(Tasks to perform)
A) Summarize the nickname forum thread in two sentences.
B) In the nickname forum thread, what name is Tezzy Fur thinking of changing their fursona name to?
C) Carry on the nickname forum thread from its final line.

(Document passage)
•••
# New Nickname?



## FluffyShutterbug (May 1, 2017)

My mind's been turning over... Recently, on Discord, Yakamaru started calling me "Buggy", and something about it felt right. I asked a few other furs on Discord, and they seemed to agree that it was cute. So, anyway, I'm gonna conduct an official poll. Shall my nickname be "Buggy"?


----------



## Tezzy Fur (May 1, 2017)

Aaawwww, Buggy's really cute  I say go for it. I've been tossing up changing my fursona name from Tezzy Fur to Pouncer, which is what some of my close fur friends call me.


----------



## FluffyShutterbug (May 1, 2017)

Tezzy Fur said:


> Aaawwww, Buggy's really cute  I say go for it. I've been tossing up changing my fursona name from Tezzy Fur to Pouncer, which is what some of my close fur friends call me.


Aw, thanks!


----------



## Tezzy Fur (May 1, 2017)

Oh, I forgot to say, I love your new avatar picture, so lovely


----------



## FluffyShutterbug (May 1, 2017)

Tezzy Fur said:


> Oh, I forgot to say, I love your new avatar picture, so lovely


Aw, I'm so glad that you like my new pic.  Hehe... I'm blushing in that pic, too. Did you notice?


----------



## Pipistrele (May 1, 2017)

I like your current one more, honestly. Buggy is quite generic, not good for registering pretty much everywhere, and changing handle to flatter a dude isn't a productive idea anyway. Just, I dunno, make him a pic or something if you like him that much


----------



## FluffyShutterbug (May 1, 2017)

Pipistrele said:


> I like your current one more, honestly. Buggy is quite generic, not good for registering pretty much everywhere, and changing handle to flatter a dude isn't a productive idea anyway. Just, I dunno, make him a pic or something if you like him that much


You mean my username? That's going to stay as FluffyShutterbug. I couldn't change it even if I wanted to!  By "nickname", I mean like what my friends call me in casual conversation.


----------



## Tezzy Fur (May 1, 2017)

FluffyShutterbug said:


> Aw, I'm so glad that you like my new pic.  Hehe... I'm blushing in that pic, too. Did you notice?



I did, it's really cute  I think it's a lot better than your last one. I don't know if it's what you were going for but I think it makes you look a bit more feminine.


----------



## FluffyShutterbug (May 1, 2017)

Tezzy Fur said:


> I did, it's really cute  I think it's a lot better than your last one. I don't know if it's what you were going for but I think it makes you look a bit more feminine.


It was sort of a fluke, but this is more accurate to how I pictured my sona to look like. Although, technically, I (and my sona) am really female-leaning non-binary (but I still prefer to use feminine pronouns for myself).


----------



## Pipistrele (May 1, 2017)

FluffyShutterbug said:


> You mean my username? That's going to stay as FluffyShutterbug. I couldn't change it even if I wanted to!  By "nickname", I mean like what my friends call me in casual conversation.
•••
Stored records
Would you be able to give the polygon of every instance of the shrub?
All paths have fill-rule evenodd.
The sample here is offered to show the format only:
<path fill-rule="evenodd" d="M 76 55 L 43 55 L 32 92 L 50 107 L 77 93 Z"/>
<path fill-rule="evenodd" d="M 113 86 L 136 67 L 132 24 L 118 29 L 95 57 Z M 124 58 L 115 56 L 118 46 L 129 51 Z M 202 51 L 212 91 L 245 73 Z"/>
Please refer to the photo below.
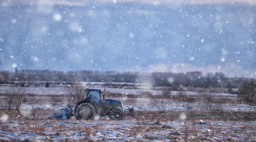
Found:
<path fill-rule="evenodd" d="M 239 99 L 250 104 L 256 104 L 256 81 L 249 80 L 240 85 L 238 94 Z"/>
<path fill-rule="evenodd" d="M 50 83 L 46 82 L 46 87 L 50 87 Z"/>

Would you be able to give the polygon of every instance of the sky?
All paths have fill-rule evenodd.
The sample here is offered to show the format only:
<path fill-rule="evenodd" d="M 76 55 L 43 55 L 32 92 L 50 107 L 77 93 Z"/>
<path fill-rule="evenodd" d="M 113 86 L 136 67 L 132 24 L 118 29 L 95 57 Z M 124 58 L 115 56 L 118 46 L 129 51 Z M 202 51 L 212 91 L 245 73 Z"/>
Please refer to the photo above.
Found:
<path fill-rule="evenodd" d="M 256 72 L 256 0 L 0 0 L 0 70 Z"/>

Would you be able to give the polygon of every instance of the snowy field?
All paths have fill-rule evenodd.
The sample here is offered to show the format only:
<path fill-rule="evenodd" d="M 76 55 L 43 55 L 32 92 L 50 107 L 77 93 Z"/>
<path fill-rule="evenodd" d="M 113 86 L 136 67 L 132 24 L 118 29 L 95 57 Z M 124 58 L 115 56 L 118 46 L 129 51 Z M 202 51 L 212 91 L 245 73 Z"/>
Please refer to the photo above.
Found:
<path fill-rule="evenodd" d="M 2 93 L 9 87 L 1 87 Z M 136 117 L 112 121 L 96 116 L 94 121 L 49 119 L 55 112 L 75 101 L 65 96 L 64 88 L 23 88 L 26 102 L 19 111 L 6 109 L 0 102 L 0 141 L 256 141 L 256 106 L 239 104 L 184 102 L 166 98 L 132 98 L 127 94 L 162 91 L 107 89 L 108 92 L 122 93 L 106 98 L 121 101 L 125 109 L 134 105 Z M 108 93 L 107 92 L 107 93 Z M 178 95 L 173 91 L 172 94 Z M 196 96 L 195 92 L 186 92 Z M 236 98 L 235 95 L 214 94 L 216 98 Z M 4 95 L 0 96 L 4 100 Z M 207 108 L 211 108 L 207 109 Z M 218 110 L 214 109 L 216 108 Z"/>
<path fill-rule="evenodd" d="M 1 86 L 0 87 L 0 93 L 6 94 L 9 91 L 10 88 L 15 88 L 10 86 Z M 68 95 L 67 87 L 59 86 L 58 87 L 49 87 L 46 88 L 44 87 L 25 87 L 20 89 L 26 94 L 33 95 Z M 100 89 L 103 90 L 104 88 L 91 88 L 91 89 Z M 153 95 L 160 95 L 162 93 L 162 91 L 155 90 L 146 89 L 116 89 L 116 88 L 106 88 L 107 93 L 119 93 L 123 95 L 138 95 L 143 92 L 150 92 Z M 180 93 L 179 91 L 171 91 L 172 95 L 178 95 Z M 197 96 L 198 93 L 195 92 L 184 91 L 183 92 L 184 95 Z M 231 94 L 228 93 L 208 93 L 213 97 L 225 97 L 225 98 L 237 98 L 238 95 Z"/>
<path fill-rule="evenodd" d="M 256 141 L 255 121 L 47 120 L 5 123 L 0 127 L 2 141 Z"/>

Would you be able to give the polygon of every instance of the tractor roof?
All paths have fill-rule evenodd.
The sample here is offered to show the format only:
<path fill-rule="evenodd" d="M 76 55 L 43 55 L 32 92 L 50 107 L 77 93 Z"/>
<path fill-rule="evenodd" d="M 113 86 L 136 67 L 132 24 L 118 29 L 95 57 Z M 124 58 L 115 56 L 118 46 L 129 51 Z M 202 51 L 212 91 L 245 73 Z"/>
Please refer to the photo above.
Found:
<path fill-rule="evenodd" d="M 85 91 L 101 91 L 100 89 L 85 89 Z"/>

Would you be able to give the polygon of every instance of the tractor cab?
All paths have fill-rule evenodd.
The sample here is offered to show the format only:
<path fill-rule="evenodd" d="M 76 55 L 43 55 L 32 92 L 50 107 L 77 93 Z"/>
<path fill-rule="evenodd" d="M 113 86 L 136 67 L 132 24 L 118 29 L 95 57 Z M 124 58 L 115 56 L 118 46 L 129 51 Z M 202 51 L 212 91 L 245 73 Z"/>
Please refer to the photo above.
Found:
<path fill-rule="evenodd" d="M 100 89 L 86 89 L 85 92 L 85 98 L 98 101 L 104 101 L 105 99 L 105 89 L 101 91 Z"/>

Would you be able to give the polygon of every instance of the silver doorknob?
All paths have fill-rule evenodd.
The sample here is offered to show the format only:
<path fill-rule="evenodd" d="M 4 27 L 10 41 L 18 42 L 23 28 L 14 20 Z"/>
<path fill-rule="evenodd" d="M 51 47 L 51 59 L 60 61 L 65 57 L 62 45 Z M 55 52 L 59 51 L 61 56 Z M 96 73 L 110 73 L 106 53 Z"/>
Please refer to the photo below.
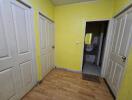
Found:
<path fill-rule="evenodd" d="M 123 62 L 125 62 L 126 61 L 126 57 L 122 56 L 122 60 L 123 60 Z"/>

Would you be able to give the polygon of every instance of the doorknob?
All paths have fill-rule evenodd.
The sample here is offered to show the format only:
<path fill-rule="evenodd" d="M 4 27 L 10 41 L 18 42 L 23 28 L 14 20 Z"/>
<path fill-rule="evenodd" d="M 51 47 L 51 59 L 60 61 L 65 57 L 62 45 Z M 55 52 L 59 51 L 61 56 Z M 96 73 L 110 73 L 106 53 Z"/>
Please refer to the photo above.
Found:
•••
(Set of answers)
A) FluffyShutterbug polls whether to take "Buggy," a name Yakamaru started using on Discord, as a nickname; Tezzy Fur says to go for it, while Pipistrele calls the name generic. FluffyShutterbug explains that the username will stay FluffyShutterbug and that "nickname" means what friends call her in casual conversation.

B) Pouncer.

C)
Ah, I see. In that case, I consider it strange to discuss it in the first place - nickname is a spontaneous thing to have anyway, it's not meant to be consciously chosen (and have polls made about).


----------



## FluffyShutterbug (May 1, 2017)

Pipistrele said:


> Ah, I see. In that case, I consider it strange to discuss it in the first place - nickname is a spontaneous thing to have anyway, it's not meant to be consciously chosen (and have polls made about).


It was spontaneous. Yakamaru started calling me that, and I thought it sounded like a cute nickname for myself. The reason why I made this poll was to really find out if it sounded cute, or if it sounded dumb.


----------



## Tezzy Fur (May 1, 2017)

FluffyShutterbug said:


> It was sort of a fluke, but this is more accurate to how I pictured my sona to look like. Although, technically, I (and my sona) am really female-leaning non-binary (but I still prefer to use feminine pronouns for myself).



I'm kinds gender questioning myself at times. I feel very comfortable with my sexuality, which took me a long time, though I'm still trying to feel my way through my gender. It'd be really nice to chat about it sometime, hear about your experiences. Maybe it's why I love being a furry, the space it gives you to explore your identity


----------



## Pipistrele (May 1, 2017)

FluffyShutterbug said:


> It was spontaneous. Yakamaru started calling me that, and I thought it sounded like a cute nickname for myself. The reason why I made this poll was to really find out if it sounded cute, or if it sounded dumb.


Well if you like it (and others are fine with calling you that), go with it, that's the only answer you'll need, lol. Honestly, this thread seems so unnecessary to me that it was either made out of boredom or to praise/flatter Yakamaru (maybe a crush or something? I did something like that a couple years ago myself), if not both. Not inclined to be mean, just saying how it seems to me .з.


----------



## FluffyShutterbug (May 1, 2017)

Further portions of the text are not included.